↓↓↓

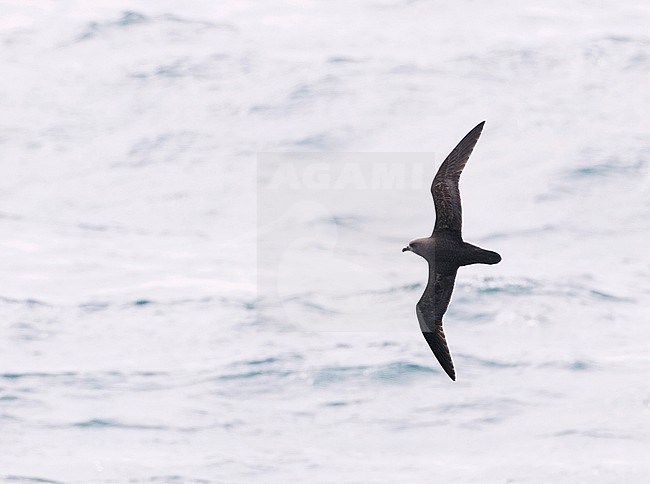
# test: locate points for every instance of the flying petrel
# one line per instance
(445, 250)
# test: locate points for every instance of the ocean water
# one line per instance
(140, 337)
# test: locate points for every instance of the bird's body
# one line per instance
(445, 250)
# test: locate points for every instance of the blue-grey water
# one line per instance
(135, 345)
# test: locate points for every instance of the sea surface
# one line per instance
(164, 318)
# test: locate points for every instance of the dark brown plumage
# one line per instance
(445, 251)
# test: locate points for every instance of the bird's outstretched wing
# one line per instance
(446, 196)
(430, 309)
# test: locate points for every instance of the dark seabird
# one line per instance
(445, 250)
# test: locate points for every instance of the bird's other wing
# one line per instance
(430, 309)
(446, 195)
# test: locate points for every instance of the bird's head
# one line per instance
(417, 246)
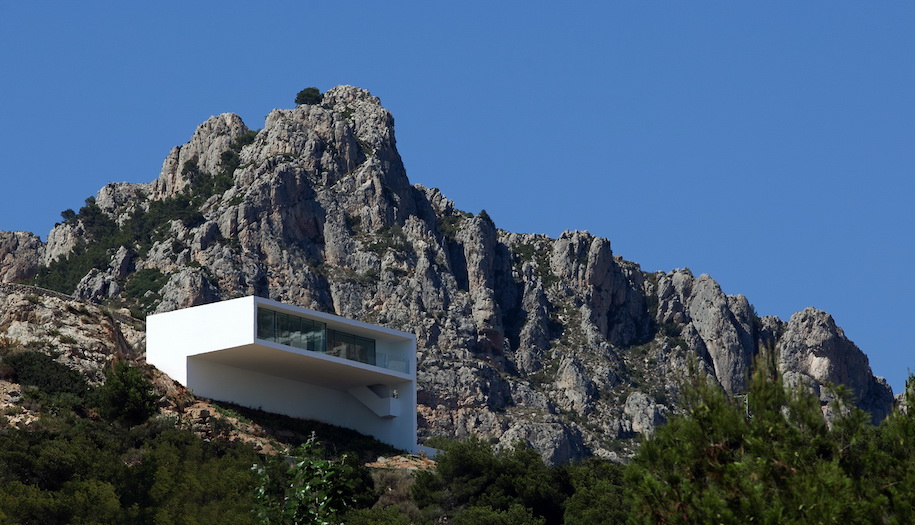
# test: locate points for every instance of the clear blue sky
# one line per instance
(769, 144)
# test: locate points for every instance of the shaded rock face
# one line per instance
(556, 342)
(79, 334)
(20, 254)
(815, 351)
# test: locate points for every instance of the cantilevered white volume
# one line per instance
(280, 358)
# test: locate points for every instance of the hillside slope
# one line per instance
(558, 342)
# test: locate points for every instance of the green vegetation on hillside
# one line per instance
(771, 457)
(103, 455)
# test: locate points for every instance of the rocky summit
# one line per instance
(556, 342)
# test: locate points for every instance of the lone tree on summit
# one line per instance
(310, 96)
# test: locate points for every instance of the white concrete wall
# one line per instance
(175, 338)
(172, 336)
(283, 396)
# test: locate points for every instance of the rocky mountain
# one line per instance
(558, 342)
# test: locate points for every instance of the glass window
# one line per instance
(299, 332)
(265, 324)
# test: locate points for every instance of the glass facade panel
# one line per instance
(299, 332)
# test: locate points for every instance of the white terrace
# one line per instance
(264, 354)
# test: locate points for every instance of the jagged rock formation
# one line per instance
(554, 341)
(83, 335)
(20, 254)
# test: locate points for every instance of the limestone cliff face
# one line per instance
(20, 254)
(558, 342)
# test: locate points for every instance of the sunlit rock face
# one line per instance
(556, 342)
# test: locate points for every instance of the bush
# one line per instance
(126, 396)
(470, 474)
(310, 96)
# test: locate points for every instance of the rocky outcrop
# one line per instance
(718, 328)
(643, 413)
(80, 334)
(20, 255)
(202, 154)
(556, 342)
(814, 351)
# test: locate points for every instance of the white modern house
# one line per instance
(264, 354)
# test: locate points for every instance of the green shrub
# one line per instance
(126, 396)
(314, 490)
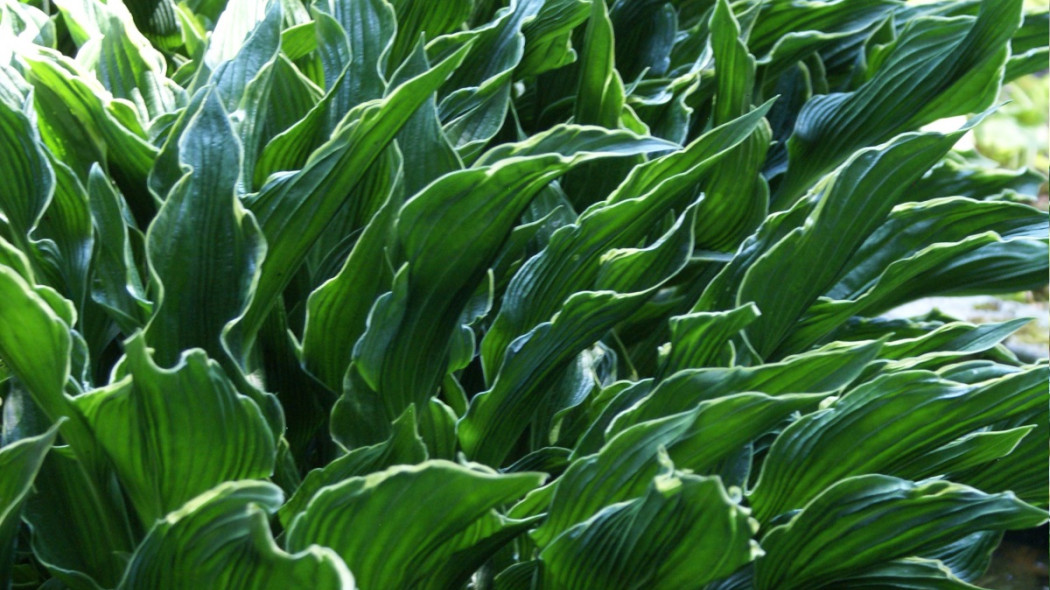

↑↑↑

◆ EXERCISE TASK:
Identify every line above that contains the word "hillside", and copy each of those lines in full. Treat uppercase and lowercase as different.

◆ TASK RESPONSE:
# test: locate points for every instance of the hillside slope
# test: locate points for every instance of the green vegetation on hillside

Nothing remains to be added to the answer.